Problem to solve ::
Down to the last character, write out the records below.

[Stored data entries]

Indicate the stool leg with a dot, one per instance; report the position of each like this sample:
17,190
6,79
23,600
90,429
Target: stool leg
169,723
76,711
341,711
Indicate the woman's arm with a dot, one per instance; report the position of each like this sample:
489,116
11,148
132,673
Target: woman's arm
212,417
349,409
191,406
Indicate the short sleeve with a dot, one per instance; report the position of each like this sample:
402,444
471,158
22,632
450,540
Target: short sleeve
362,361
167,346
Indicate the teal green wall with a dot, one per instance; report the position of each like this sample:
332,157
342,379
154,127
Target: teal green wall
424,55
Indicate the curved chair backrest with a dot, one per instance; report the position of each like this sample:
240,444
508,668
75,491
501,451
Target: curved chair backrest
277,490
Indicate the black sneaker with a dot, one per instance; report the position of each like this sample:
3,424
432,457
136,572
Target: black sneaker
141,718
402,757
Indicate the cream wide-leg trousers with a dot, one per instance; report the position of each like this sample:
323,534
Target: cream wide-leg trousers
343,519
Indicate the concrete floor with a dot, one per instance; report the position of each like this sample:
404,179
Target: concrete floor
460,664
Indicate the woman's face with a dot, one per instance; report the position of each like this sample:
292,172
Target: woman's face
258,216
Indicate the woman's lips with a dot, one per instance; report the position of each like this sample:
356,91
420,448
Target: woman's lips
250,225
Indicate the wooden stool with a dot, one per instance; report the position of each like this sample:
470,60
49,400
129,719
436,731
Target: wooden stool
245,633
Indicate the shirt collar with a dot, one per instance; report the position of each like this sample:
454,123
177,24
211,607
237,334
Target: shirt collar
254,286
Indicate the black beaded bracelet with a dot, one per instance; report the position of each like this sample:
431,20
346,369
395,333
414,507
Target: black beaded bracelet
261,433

Exercise response ::
Indicate the stool leg with a dot, one per instance; report the position of each like this sample:
17,190
6,79
23,600
90,429
Target: stool leg
169,723
76,711
341,711
Indicate the woman's arm with a dot, one per instance; report the position of each like this sample:
489,116
11,148
132,673
Target: woman's arm
212,417
349,409
191,406
Indicate the short sleeve with a dot, one per instance; report the position of each like this sample:
402,444
471,158
22,632
450,540
Target: short sleeve
362,361
167,346
Indicate the teal green wall with a dot, one per instance; report the position of each like this sample:
332,157
342,379
154,127
Target: teal green wall
424,55
Indicate the curved chair backrest with a dot, one per instance; report the position of each like this sample:
240,444
508,668
75,491
501,451
Target: curved chair backrest
277,490
Indicate the black sneaker with a dot, one per instance; report the position of each like this sample:
3,424
432,457
136,572
Target: black sneaker
141,718
402,757
Indicate the cream wide-leg trousers with a dot, one per instance; report the position of each like this sample:
323,534
Target: cream wide-leg trousers
343,519
Indicate the concrete floor with a dot, one per instance; report the position of each like this sample:
404,179
Target: concrete floor
460,664
Indicate the woman's face with a dot, one per instance; report the position of each like this sample:
292,172
Target: woman's face
258,216
Indicate the woman's lips with a dot, one per instance; report the position of each like this sample:
356,91
420,448
Target: woman's lips
250,225
Indicate the wooden stool with a dot, one per instance; report the position of each like this sample:
470,60
49,400
129,719
436,731
Target: wooden stool
245,633
Indicate the shirt collar with a dot, one per instance; report the position of each like this sample:
454,123
177,24
211,607
237,334
Target: shirt collar
254,286
Indicate the black beaded bracelet with a dot, one per instance; report the position of each like this sample:
431,20
346,369
395,333
414,507
Target: black beaded bracelet
261,433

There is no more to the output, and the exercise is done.